ТЕКСТ ОТРЫВКА =
Объяснения Фрейда сродни разъяснениям, предложенным Витгенштейном в его собственной работе. Они предлагают не обычную, механическую теорию:
…[а] нечто, что люди склонны принять и что облегчает им дальнейший путь: то, что делает определенный способ поведения и мышления естественным для них. Они оставляют один способ мышления и принимают другой
[1060].
Именно в этом смысле Витгенштейн в то время охарактеризовал себя Ризу как «ученика» и «последователя» Фрейда.
Философские занятия Витгенштейна во время Второй мировой войны были связаны с философией математики. Большая часть написанного в это время — исправление заметок последних норвежских месяцев в попытке улучшить основанный на них фрагмент «Исследований». Работая в госпитале, он заполнил три записные книжки заметками по математике. Они и собранный из них рукописный том теперь опубликованы и составляют части IV, V, VI и VII «Замечаний по основаниям математики».
Хотя в общих чертах они составляют единое целое с его ранней работой по этой теме, здесь Витгенштейн нападает на математическую логику в еще более язвительных выражениях. Это, возможно, его самая полемичная работа.

ЗАДАНИЕ 1 =
Опираясь на отрывок о Витгенштейне, объясните в одном–трех предложениях, почему Витгенштейн назвал себя «учеником» и «последователем» Фрейда.
ЗАДАНИЕ 2 =
Продолжите отрывок о Витгенштейне с того места, где он заканчивается.

(Данные референциальных выражений)

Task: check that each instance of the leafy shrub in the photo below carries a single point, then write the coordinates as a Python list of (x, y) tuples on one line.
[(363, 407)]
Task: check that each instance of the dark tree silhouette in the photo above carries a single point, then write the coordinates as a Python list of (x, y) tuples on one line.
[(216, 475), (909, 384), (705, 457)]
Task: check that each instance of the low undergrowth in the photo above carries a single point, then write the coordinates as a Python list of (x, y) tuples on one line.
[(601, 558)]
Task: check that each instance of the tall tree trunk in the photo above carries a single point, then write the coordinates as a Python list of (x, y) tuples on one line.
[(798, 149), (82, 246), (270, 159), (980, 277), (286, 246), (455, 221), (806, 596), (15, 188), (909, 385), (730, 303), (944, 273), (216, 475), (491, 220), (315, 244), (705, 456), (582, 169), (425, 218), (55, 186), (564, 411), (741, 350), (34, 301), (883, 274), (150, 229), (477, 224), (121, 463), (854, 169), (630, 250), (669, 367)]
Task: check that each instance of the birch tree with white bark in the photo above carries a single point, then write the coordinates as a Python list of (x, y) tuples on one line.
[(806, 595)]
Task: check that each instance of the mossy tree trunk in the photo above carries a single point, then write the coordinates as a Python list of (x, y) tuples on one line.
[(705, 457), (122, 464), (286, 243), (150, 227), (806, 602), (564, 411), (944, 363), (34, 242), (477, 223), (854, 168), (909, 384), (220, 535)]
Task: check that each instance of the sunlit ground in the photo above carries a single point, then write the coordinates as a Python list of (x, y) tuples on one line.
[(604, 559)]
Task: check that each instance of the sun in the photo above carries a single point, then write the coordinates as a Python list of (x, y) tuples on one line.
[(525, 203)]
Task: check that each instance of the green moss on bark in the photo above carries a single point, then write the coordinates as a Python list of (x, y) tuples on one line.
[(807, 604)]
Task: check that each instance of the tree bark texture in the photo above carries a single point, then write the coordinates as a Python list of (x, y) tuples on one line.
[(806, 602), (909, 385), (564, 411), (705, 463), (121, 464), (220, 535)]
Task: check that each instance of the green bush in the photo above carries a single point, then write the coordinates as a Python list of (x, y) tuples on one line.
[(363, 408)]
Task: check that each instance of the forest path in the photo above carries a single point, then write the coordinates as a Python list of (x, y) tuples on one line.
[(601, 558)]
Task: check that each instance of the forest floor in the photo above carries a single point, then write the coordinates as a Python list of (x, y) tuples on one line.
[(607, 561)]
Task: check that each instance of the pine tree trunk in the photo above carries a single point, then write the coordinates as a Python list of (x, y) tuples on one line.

ОТВЕТ 1 =
Объяснения Фрейда были сродни разъяснениям, которые Витгенштейн давал в своей собственной работе. Они предлагали не обычную механическую теорию, а то, что люди склонны принять и что делает определенный способ поведения и мышления для них естественным. Именно в этом смысле Витгенштейн и назвал себя учеником и последователем Фрейда.

ОТВЕТ 2 =
В эссе «Математика и метафизики» Рассел создает самое полное обобщение полемических целей Витгенштейна. «Один из главных триумфов современной математики, — пишет Рассел, — состоит в открытии того, что в действительности есть математика»:
Вся чистая математика — арифметика, анализ и геометрия — построена на комбинации примитивных идей логики, и их пропозиции выведены из общих аксиом логики, таких как силлогизм и других правил заключения… Предмет формальной логики, таким образом, оказывается идентичным предмету математики
[1061].
Он продолжает обсуждать проблемы бесконечно малых величин, бесконечности и непрерывности:
В наше время трое — Вейерштрасс, Дедекинд и Кантор — не просто поставили три проблемы, но полностью их решили. Решения для тех, кто знаком с математикой, так ясны, что не оставляют малейшего сомнения или трудности. Это достижение, вероятно, величайшее, которым может похвастаться наш век.
Работа Витгенштейна — это атака сразу и на обрисованную здесь концепцию математики, и на отношение к ней. «Почему я хочу взять на себя труд выяснить, что такое математика?» — спрашивает он в одной из записных книжек, которые вел, когда работал в госпитале:
Потому что у нас есть математика и существует ее особое понимание, как бы некий идеал ее положения и функции, — все это требует ясной проработки.
Моя задача заключается в том, чтобы критически подойти к логике Рассела не изнутри, а снаружи.
Это значит: не подходить к ней математически — иначе я буду заниматься математикой, — а уяснять ее положение, ее обязанности
[1062].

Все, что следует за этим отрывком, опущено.